What to produce:
Among the entries below, which lines run from the line with "pediment in the photo below." through the line with "facade in the photo above."? Retype those, both ends included, exactly and without pictures.

Material shown:
**********
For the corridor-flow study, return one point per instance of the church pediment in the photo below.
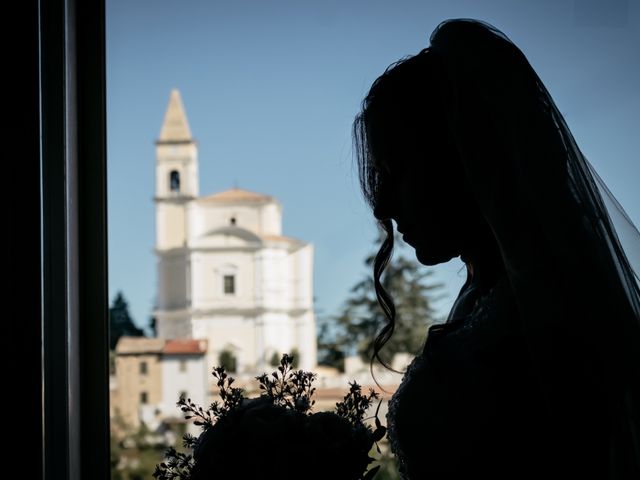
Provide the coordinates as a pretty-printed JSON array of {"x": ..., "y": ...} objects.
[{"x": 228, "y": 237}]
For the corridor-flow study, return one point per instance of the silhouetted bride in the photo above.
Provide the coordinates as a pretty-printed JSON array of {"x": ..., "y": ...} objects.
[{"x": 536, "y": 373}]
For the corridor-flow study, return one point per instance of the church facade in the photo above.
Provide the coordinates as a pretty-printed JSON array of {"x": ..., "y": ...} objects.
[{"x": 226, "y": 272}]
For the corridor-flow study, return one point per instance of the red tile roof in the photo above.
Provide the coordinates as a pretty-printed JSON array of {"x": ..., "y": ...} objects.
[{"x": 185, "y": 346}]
**********
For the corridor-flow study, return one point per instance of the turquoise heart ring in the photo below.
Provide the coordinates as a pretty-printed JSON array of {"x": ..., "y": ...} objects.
**********
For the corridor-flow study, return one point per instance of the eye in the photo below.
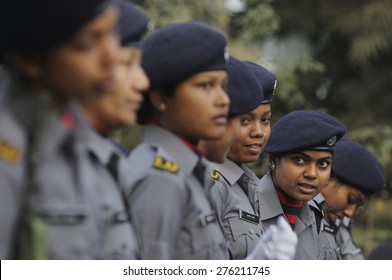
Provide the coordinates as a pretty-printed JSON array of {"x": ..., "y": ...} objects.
**********
Result of the exercise:
For the corridor-flow study, return one point per instance of the church pediment in the photo below.
Provide the coordinates as a pretty-printed JSON array of {"x": ..., "y": ...} objects.
[{"x": 228, "y": 237}]
For the corridor-flow study, return one point per instance of the silhouetted bride in the photo above.
Provide the coordinates as a pretty-printed JSON array of {"x": ..., "y": ...} objects.
[{"x": 536, "y": 373}]
For the corridor-flow study, return one point per instance of the church facade in the photo above.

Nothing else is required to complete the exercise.